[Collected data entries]
========
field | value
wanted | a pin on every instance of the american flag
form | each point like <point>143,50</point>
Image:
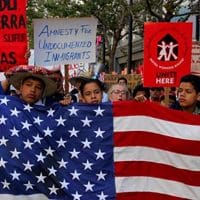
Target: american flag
<point>70,153</point>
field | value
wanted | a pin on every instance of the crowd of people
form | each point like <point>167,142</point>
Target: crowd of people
<point>36,85</point>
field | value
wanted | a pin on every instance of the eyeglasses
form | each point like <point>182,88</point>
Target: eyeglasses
<point>123,92</point>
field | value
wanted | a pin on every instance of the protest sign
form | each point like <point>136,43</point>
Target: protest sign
<point>65,41</point>
<point>167,53</point>
<point>195,58</point>
<point>13,33</point>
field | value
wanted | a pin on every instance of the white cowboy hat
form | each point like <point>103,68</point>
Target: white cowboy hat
<point>18,74</point>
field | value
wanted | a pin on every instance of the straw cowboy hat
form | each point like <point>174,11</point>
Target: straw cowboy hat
<point>17,74</point>
<point>84,76</point>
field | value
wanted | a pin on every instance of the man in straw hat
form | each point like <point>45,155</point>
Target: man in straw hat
<point>32,83</point>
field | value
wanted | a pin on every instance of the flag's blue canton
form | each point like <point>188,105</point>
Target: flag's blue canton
<point>62,152</point>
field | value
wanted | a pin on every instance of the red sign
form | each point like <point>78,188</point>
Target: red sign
<point>167,53</point>
<point>13,33</point>
<point>195,57</point>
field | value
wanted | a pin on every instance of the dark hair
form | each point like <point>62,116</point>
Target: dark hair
<point>141,88</point>
<point>34,78</point>
<point>97,81</point>
<point>122,78</point>
<point>193,79</point>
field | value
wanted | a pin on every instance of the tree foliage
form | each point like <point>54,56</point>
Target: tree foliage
<point>113,15</point>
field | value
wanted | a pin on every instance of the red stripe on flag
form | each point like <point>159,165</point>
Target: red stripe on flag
<point>157,159</point>
<point>139,168</point>
<point>153,110</point>
<point>145,196</point>
<point>137,138</point>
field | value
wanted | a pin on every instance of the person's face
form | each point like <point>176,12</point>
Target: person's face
<point>187,95</point>
<point>92,93</point>
<point>155,93</point>
<point>31,90</point>
<point>122,82</point>
<point>118,93</point>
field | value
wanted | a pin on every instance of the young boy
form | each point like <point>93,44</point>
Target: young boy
<point>32,83</point>
<point>188,94</point>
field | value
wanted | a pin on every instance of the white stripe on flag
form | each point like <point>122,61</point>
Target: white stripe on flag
<point>159,126</point>
<point>149,154</point>
<point>157,185</point>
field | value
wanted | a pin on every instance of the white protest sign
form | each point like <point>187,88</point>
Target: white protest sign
<point>65,41</point>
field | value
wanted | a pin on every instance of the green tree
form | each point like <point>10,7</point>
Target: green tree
<point>113,16</point>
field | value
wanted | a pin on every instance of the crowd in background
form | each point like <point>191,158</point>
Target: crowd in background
<point>26,81</point>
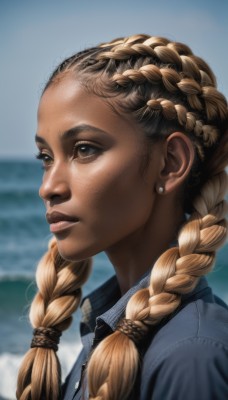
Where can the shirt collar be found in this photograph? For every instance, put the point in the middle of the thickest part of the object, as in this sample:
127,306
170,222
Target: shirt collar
106,306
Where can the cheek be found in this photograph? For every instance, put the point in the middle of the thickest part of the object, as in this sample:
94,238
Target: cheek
123,198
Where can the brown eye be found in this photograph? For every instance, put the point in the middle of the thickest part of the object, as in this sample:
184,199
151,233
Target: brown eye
45,158
83,151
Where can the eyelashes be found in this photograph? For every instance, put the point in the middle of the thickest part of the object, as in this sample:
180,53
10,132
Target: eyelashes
85,150
82,152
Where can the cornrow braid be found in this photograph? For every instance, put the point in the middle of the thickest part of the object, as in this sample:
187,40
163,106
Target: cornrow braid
165,87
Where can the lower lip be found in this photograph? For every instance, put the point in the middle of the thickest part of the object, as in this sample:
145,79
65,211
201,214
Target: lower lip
61,226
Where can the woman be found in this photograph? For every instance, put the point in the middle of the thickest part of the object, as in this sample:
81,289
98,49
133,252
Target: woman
133,139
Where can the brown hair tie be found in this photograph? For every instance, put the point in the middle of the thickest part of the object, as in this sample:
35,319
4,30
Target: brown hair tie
132,330
48,338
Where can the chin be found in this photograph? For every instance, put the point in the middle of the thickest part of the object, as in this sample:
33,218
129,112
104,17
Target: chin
73,254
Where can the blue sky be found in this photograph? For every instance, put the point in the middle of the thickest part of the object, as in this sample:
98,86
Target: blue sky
36,35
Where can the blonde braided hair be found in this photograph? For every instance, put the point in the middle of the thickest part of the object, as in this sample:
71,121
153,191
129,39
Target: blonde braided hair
165,87
59,295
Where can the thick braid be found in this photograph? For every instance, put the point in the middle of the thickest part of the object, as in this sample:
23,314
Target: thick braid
165,87
59,283
177,271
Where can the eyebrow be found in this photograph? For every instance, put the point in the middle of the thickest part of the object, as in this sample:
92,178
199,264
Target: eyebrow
71,133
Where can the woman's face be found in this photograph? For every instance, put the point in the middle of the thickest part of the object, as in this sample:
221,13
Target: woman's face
94,189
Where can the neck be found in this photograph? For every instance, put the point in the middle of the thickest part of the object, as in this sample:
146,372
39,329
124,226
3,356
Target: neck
136,254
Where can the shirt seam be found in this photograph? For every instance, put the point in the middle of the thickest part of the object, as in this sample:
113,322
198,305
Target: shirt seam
202,340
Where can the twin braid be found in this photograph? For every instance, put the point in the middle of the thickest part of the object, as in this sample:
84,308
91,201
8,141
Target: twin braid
59,283
177,270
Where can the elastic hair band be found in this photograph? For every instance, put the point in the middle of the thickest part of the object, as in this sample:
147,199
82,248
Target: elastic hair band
48,338
131,330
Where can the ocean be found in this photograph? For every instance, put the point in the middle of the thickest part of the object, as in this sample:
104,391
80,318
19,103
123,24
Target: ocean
24,235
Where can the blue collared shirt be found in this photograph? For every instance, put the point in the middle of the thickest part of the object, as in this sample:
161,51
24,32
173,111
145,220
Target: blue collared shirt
185,358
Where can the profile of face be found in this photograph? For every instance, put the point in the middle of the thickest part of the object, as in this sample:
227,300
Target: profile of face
96,191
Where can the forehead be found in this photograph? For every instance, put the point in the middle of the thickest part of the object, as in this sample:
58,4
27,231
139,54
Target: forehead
66,103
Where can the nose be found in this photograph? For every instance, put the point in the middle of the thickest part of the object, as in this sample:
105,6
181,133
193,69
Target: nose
55,185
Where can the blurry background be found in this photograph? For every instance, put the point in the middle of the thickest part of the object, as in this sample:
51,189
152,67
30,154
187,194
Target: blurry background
34,37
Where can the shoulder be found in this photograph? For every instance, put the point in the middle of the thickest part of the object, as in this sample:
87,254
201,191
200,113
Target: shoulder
188,357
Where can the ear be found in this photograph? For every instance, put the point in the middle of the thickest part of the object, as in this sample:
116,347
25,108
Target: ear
178,160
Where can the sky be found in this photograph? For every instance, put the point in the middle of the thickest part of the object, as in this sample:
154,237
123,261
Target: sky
36,35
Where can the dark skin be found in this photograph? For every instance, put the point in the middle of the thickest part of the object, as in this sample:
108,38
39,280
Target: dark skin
92,172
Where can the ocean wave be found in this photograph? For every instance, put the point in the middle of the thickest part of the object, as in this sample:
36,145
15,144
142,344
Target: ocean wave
9,365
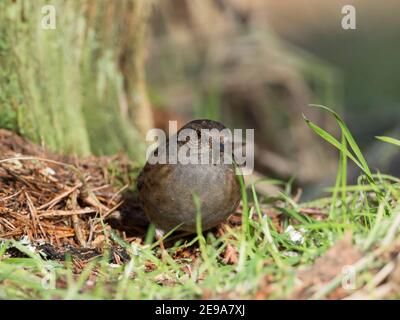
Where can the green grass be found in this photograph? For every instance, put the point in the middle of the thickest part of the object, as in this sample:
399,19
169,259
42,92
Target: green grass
267,260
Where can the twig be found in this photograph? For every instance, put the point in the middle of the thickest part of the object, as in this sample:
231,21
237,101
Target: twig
58,198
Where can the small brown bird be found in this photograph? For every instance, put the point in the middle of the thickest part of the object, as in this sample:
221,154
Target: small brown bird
166,191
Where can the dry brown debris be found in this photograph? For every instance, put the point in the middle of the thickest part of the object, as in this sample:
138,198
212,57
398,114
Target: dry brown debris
59,201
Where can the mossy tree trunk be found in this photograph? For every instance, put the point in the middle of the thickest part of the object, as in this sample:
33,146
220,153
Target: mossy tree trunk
78,88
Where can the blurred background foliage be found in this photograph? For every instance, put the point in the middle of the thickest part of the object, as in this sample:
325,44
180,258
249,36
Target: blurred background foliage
113,69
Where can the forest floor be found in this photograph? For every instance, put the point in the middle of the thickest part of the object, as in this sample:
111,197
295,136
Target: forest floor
71,228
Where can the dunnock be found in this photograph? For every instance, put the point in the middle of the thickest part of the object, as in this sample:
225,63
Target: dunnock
166,191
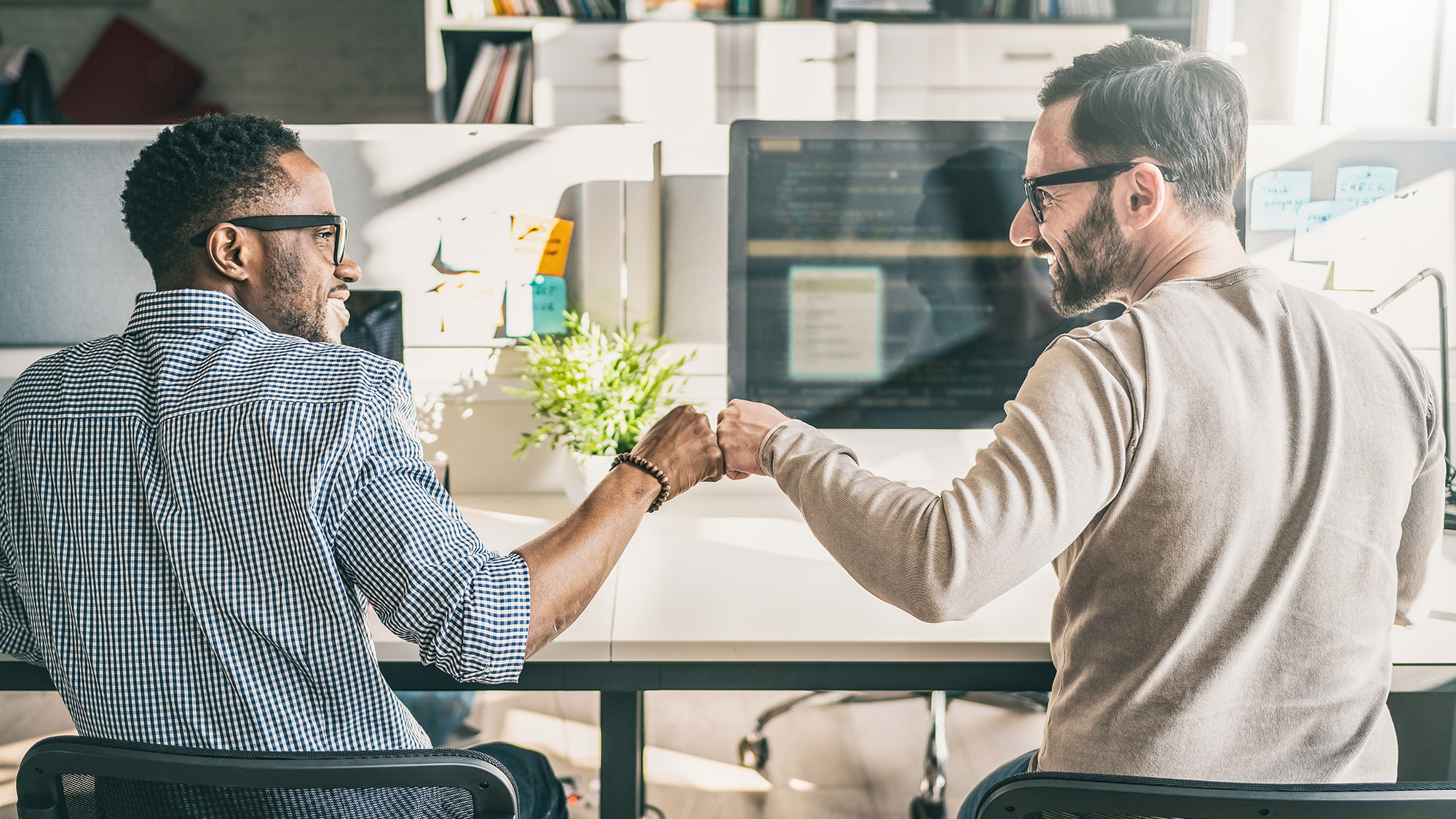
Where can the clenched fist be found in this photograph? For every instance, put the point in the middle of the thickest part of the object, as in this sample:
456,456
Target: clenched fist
684,446
742,429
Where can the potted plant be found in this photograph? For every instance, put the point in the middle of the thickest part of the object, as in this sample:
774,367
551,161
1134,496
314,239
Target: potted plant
595,394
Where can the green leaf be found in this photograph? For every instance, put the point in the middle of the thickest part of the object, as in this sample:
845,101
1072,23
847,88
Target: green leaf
595,392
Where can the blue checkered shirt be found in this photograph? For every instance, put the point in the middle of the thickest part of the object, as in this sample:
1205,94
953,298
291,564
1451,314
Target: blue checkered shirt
193,516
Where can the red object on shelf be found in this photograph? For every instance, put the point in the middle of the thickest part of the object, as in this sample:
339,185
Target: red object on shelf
129,78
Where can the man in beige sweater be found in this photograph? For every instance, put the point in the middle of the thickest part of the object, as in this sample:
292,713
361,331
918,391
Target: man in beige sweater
1237,481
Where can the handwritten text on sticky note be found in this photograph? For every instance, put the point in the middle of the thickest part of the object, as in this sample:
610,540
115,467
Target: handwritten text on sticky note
1365,184
1315,229
1276,199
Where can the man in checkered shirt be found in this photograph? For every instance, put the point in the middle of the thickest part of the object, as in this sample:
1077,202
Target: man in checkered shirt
194,513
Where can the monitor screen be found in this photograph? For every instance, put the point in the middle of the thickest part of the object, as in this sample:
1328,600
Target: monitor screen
376,323
873,282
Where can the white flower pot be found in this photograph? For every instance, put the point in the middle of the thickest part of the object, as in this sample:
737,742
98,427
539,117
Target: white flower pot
583,474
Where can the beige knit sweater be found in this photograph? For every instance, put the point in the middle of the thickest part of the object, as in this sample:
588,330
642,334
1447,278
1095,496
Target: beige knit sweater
1238,484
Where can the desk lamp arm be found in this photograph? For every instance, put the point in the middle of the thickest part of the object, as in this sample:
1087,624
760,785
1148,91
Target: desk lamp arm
1447,375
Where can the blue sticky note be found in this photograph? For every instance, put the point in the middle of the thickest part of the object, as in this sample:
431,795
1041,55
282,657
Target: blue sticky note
1276,197
1314,238
1365,184
550,304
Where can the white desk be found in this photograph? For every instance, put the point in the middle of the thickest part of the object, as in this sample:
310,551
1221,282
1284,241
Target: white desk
732,573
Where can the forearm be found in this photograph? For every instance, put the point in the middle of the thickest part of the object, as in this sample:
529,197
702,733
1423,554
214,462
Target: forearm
570,563
890,537
1056,462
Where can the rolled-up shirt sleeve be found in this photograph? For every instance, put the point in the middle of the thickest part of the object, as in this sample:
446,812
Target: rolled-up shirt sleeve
423,569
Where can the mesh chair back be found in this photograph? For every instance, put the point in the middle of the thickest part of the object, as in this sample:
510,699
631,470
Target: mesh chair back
85,777
1049,794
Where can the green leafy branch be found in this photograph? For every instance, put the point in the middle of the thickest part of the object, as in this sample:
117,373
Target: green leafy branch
596,392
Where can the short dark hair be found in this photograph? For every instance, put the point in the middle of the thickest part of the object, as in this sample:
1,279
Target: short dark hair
1182,107
196,175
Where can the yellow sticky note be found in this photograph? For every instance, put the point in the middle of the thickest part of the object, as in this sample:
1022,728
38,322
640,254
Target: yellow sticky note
539,245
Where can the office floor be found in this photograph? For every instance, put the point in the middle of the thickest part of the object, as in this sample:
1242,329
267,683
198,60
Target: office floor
844,762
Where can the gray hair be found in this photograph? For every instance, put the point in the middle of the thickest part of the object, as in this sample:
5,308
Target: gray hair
1182,107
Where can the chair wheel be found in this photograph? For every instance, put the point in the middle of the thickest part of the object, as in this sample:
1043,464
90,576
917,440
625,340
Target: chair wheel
924,809
753,752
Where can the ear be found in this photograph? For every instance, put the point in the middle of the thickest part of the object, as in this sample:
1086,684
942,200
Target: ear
232,253
1147,196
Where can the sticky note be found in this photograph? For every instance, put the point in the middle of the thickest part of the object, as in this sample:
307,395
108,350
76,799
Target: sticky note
475,242
539,245
521,306
1315,228
1365,184
550,305
1276,197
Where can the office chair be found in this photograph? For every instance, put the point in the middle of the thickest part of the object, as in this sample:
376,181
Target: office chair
930,803
1091,796
72,777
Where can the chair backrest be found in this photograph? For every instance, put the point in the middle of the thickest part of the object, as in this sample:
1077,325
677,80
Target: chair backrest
1052,794
74,777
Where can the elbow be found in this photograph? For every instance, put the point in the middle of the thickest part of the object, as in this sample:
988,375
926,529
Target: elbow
940,609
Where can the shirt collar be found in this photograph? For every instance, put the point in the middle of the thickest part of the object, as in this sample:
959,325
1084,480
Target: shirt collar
175,309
========
• **ACTION ITEM**
Every line from the first line of the entries above through the line with "form | each point like <point>136,43</point>" must be repeated exactly, and pictures must not be.

• **EXERCISE OUTPUT**
field | value
wanted | a pin on every instance of the american flag
form | each point like <point>143,50</point>
Image:
Target: american flag
<point>70,153</point>
field | value
wanted | a pin on every instance of the crowd of people
form | each point like <point>167,142</point>
Target: crowd of people
<point>36,85</point>
field | value
wanted | a pin on every instance of the eyeglasses
form | each point like <point>182,88</point>
Target: eyeglasses
<point>123,92</point>
field | value
wanted | a pin on every instance of the protest sign
form | each point like <point>136,43</point>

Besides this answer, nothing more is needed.